> MATERIAL SHOWN:
● ● ● ● ● ● ●
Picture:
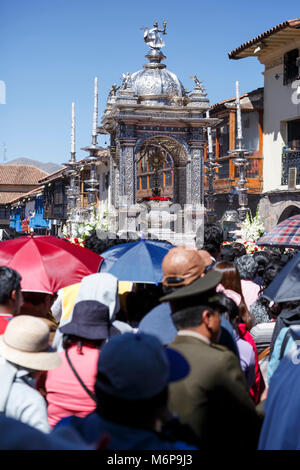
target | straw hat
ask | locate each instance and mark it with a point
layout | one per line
(26, 343)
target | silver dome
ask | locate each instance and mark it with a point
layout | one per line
(156, 85)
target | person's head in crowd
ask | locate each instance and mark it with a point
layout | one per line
(181, 266)
(231, 280)
(270, 310)
(201, 319)
(213, 238)
(262, 258)
(239, 249)
(37, 304)
(11, 298)
(206, 258)
(99, 242)
(140, 301)
(132, 380)
(26, 344)
(274, 252)
(247, 267)
(227, 253)
(199, 306)
(232, 312)
(271, 270)
(90, 324)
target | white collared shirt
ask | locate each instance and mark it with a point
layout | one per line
(194, 334)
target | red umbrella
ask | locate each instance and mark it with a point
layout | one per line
(285, 234)
(47, 263)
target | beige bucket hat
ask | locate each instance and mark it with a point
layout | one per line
(26, 343)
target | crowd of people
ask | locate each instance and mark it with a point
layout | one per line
(200, 358)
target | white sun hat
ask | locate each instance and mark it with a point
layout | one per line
(26, 343)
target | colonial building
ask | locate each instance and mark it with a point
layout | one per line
(16, 181)
(26, 213)
(278, 49)
(224, 140)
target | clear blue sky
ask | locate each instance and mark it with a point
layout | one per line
(51, 50)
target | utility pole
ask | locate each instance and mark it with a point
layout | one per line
(4, 152)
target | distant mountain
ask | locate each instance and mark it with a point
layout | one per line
(47, 167)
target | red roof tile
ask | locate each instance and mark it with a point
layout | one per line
(295, 24)
(20, 174)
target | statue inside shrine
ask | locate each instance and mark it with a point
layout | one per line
(126, 81)
(198, 84)
(113, 90)
(152, 36)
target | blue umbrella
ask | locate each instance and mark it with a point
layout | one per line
(136, 261)
(286, 285)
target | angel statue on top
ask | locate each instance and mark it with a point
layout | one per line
(152, 36)
(126, 81)
(198, 84)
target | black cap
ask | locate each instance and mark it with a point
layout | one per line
(200, 292)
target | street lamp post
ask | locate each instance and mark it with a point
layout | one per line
(241, 162)
(93, 149)
(211, 167)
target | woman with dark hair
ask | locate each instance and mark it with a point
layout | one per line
(231, 280)
(231, 300)
(70, 388)
(247, 267)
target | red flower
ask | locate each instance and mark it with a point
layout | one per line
(156, 198)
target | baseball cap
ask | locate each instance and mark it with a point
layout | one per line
(181, 266)
(136, 366)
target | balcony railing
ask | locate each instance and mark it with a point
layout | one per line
(290, 159)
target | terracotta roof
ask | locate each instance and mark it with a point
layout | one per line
(220, 103)
(286, 25)
(27, 195)
(7, 197)
(55, 175)
(20, 174)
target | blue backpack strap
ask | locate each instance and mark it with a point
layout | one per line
(286, 338)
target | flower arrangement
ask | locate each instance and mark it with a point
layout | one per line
(76, 241)
(156, 198)
(76, 232)
(251, 247)
(252, 228)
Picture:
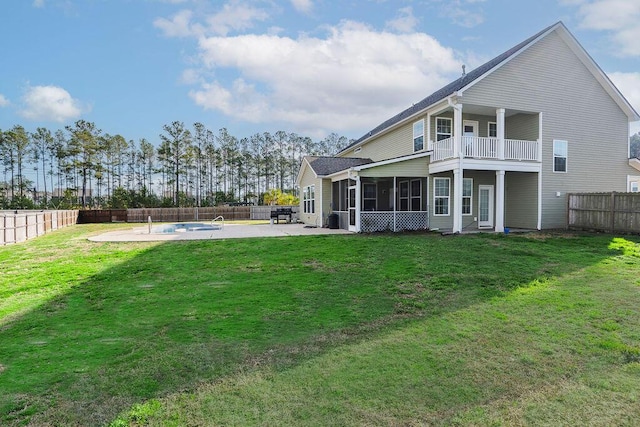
● ● ● ● ● ● ●
> AIM:
Rewrite all the items above with every "layout" replaced by "format", leaving everything else unchanged. Omit the pictures from your answer.

> COMPLETE RESPONSE:
Picture:
target | straw hat
ask | locate each instance and mark it with a point
format | one per line
(26, 343)
target | silver dome
ask | locate each instance and mark it with a point
format | one per line
(156, 85)
target | person's head in crowd
ask | locate each instance and mark it with a point
format | one per line
(181, 266)
(231, 280)
(270, 310)
(201, 319)
(213, 238)
(262, 258)
(239, 249)
(37, 304)
(11, 298)
(206, 258)
(99, 242)
(140, 301)
(132, 380)
(26, 344)
(274, 252)
(247, 267)
(227, 253)
(199, 306)
(232, 312)
(271, 270)
(90, 324)
target | white collared shirt
ask | locate each instance and mark it with a point
format | one per line
(194, 334)
target | red umbrella
ask | locate each instance and mark it with a point
format | one per line
(285, 234)
(47, 263)
target | beige bucket hat
ask | locate each instance and mark it with a point
format | one per line
(26, 343)
target | crowd of people
ask | locate each instance and mark it with a point
format | one per line
(200, 358)
target | white sun hat
ask | locate each instance and mark it with a point
format | one per line
(26, 343)
target | colonial building
ask | locate each instance and mark it with a point
format | one per line
(16, 181)
(26, 213)
(278, 49)
(224, 140)
target | clear blue sky
ask | locate each instance and mark it with a point
format | one per line
(51, 50)
target | utility pole
ask | locate each instance and mark it with a point
format | one per line
(4, 152)
target | distant mountain
ask | locate each instance and mark it with a point
format | one per line
(47, 167)
target | red roof tile
ask | locate each instance and mark it with a point
format | one per line
(295, 24)
(20, 174)
target | statue inside shrine
ask | locate each instance and mark it with a point
format | one per line
(126, 81)
(198, 84)
(113, 90)
(152, 36)
target | blue umbrella
ask | locate each instance and mark it with a point
format | one per line
(136, 261)
(286, 285)
target | angel statue on top
ask | locate each instance and mark it with a point
format | one per line
(152, 36)
(126, 81)
(198, 84)
target | black cap
ask | locate each instance and mark it with a point
format | one per line
(200, 292)
target | street lamp post
ask | locate each instance and mark it with a point
format | one per line
(241, 162)
(93, 149)
(211, 167)
target | woman with dark hair
ask | locate each instance and mark it with a point
format | one per line
(231, 280)
(231, 300)
(70, 388)
(247, 267)
target | red flower
ask | locate each instance and mark it with a point
format | one per line
(156, 198)
target | baseball cap
ask | locate each instance and mark it with a point
format | one per line
(181, 266)
(136, 366)
target | balcony railing
ask | locate each instance and mark it with a point
format | one per line
(290, 159)
target | terracotta roof
ask | locate each instance and mark it with a point
format | one per line
(220, 103)
(286, 25)
(27, 195)
(7, 197)
(55, 175)
(20, 174)
target | blue backpack strap
ask | locate each instance and mark it with a point
format | one per line
(286, 338)
target | flower arrangement
ask | locate each instance and mark it with a point
format | one per line
(76, 241)
(156, 198)
(76, 232)
(251, 247)
(252, 228)
Picture:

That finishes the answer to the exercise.